=== Begin Enclosure ===
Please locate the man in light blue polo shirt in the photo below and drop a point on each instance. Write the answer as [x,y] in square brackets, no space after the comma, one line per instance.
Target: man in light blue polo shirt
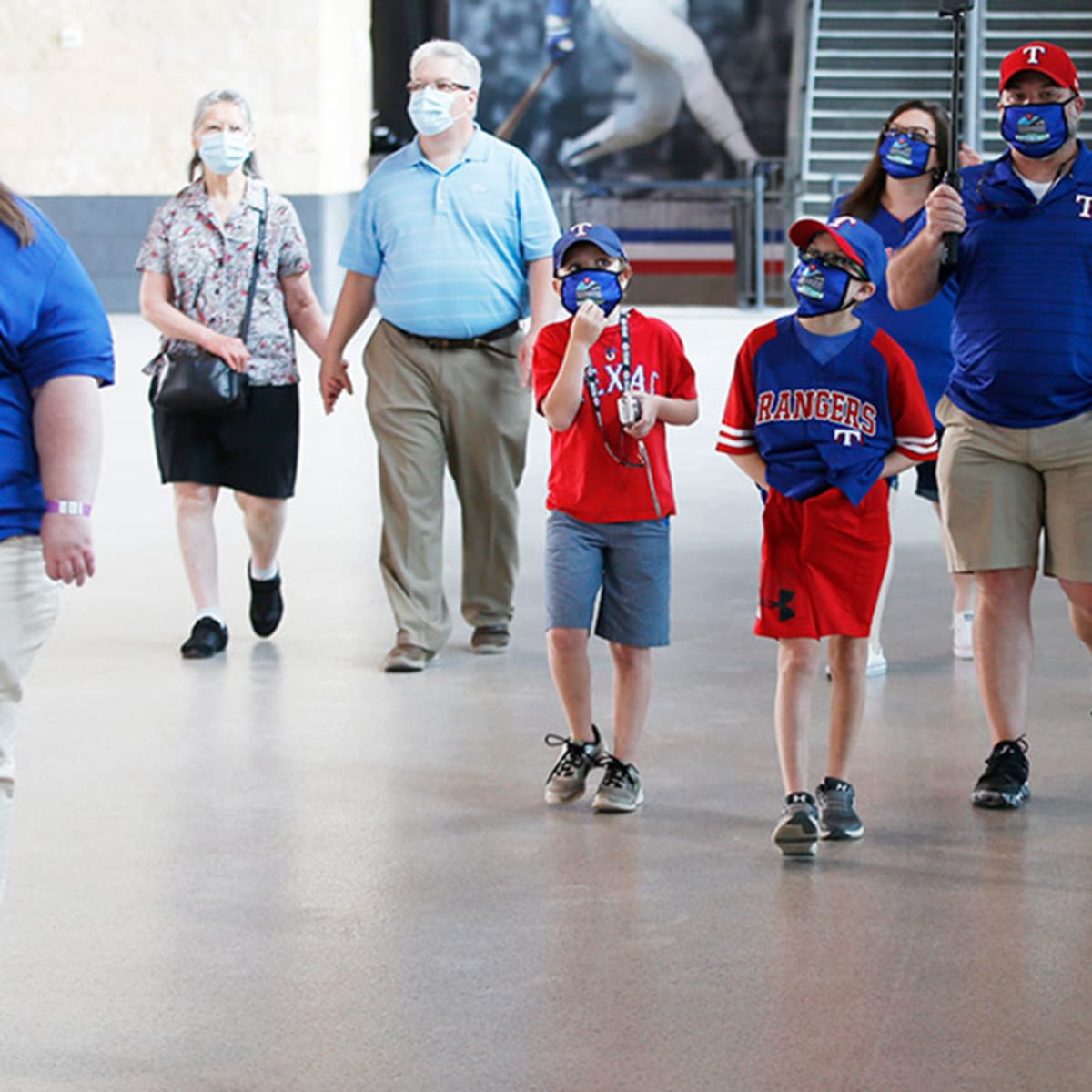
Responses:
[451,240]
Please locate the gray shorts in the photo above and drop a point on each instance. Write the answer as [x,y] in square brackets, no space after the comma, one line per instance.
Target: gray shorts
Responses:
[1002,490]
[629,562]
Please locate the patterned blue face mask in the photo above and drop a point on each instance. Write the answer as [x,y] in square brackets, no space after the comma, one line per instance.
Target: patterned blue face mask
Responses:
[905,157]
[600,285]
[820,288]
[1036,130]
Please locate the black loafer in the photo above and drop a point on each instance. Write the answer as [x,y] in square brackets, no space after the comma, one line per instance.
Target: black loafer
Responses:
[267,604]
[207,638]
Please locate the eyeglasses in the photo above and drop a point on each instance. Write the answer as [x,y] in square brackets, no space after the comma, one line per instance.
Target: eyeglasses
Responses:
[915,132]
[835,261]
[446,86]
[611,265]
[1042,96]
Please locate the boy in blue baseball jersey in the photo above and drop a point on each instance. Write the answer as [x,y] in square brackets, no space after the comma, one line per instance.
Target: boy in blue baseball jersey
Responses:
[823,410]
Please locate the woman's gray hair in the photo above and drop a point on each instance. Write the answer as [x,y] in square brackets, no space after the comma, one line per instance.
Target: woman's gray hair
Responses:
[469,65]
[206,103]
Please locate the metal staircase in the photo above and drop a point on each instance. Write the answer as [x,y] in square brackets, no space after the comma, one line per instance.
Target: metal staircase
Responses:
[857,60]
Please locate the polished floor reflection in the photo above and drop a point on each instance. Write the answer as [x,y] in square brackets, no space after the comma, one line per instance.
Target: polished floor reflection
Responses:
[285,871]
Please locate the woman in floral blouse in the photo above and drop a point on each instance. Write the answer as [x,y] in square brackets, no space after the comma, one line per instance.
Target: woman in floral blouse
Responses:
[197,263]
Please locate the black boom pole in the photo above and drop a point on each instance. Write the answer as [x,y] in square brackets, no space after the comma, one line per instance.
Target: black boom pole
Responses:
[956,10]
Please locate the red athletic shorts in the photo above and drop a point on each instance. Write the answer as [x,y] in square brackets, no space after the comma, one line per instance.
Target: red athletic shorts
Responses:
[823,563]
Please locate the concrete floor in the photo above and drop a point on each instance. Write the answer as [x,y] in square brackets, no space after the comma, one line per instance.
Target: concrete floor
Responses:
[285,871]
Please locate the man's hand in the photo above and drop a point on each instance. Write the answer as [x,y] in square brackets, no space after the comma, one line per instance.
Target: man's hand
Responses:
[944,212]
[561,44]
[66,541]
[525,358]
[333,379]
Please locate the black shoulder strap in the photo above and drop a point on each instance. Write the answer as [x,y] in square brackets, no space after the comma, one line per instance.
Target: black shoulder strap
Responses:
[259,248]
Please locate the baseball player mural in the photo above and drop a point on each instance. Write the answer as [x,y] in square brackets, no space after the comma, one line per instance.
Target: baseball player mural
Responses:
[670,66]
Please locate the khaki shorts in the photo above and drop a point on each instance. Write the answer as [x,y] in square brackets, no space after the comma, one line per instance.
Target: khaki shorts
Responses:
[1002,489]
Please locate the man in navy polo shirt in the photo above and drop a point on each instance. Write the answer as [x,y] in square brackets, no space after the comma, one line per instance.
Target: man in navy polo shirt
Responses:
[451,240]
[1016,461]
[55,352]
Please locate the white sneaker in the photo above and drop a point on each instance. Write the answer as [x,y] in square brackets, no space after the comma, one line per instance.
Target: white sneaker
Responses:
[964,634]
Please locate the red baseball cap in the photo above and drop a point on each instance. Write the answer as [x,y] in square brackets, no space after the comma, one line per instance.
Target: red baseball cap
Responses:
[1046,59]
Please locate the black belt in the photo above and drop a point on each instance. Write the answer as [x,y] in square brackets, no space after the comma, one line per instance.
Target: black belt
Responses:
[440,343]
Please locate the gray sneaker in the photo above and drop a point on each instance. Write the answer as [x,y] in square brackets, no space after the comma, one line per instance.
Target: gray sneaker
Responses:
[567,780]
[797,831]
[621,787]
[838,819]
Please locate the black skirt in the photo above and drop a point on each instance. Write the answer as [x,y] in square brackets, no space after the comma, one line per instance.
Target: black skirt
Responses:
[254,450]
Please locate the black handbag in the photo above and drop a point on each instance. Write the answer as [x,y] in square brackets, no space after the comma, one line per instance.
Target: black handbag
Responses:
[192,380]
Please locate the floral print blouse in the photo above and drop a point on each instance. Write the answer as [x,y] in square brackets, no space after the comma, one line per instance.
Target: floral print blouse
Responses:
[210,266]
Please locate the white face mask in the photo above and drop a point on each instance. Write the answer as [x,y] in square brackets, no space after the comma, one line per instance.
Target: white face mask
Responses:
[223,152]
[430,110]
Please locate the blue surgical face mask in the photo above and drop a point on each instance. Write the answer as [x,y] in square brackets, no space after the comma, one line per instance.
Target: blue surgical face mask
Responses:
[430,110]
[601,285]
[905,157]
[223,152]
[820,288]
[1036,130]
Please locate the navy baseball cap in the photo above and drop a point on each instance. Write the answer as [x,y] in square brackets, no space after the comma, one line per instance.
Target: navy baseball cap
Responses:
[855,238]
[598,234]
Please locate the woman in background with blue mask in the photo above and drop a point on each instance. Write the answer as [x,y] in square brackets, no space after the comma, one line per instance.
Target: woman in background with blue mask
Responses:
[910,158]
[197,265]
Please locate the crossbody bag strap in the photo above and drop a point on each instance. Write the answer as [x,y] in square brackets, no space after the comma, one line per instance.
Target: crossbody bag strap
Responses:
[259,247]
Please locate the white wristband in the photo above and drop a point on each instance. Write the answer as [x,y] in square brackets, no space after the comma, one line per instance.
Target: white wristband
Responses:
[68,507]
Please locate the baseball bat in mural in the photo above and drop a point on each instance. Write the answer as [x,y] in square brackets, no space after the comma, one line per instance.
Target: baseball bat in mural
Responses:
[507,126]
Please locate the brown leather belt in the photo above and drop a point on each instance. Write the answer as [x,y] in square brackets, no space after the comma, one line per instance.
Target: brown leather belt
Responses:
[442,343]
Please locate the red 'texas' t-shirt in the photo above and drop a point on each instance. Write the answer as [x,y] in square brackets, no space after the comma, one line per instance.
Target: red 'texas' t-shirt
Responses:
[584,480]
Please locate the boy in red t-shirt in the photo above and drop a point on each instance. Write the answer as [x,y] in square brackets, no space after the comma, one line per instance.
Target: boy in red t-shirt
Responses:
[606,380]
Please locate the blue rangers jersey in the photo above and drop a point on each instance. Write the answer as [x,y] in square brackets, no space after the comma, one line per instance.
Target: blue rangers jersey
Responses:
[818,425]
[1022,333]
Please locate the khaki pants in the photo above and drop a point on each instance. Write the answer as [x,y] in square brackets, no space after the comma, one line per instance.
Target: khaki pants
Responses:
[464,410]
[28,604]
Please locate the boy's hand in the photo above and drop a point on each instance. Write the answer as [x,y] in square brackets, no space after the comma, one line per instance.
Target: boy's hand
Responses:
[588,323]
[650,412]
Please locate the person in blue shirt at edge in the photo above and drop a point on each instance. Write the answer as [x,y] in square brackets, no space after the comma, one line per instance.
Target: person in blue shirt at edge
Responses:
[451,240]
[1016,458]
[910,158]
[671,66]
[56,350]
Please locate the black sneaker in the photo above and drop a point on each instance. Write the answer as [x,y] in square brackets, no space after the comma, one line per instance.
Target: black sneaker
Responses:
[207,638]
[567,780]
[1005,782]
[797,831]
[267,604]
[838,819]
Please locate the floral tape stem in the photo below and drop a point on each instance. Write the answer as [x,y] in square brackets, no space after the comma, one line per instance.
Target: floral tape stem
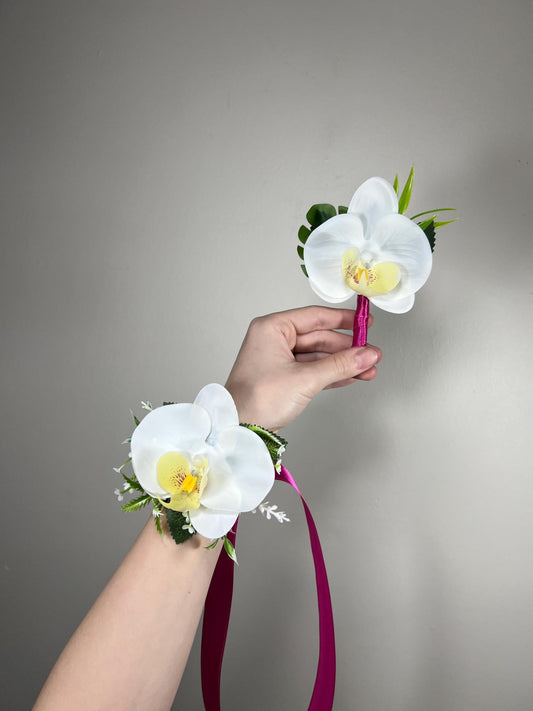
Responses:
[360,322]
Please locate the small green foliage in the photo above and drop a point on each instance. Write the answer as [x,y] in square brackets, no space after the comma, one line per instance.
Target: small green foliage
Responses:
=== End Enclosure ===
▶ **TASK PROMPT**
For this task, write out exactly the lines of the entries above, starting at the line with "Target: concrete floor" and ending at the line with "Please locate the baseball player", both included, and no others.

▶ **RESULT OF THIS EXERCISE**
Target: concrete floor
Responses:
[285,871]
Please locate the man's hand in the photo above and drop a point on each instance. Write the answer as [x,y] in square brackets, no space after the comma, one line per instance.
Target: man's hand
Responses:
[944,212]
[561,44]
[66,541]
[525,358]
[333,379]
Please locate the black shoulder strap in the photo above and drop a point on each instance. Write the answer as [x,y] in square brackets, no space after the comma, one line per instance.
Target: black shoulder strap
Responses:
[259,248]
Please locate the baseball player mural in the photo above and drop a point on each instance. Write the answer as [x,y] in square brackets, no space after the comma, one line per instance.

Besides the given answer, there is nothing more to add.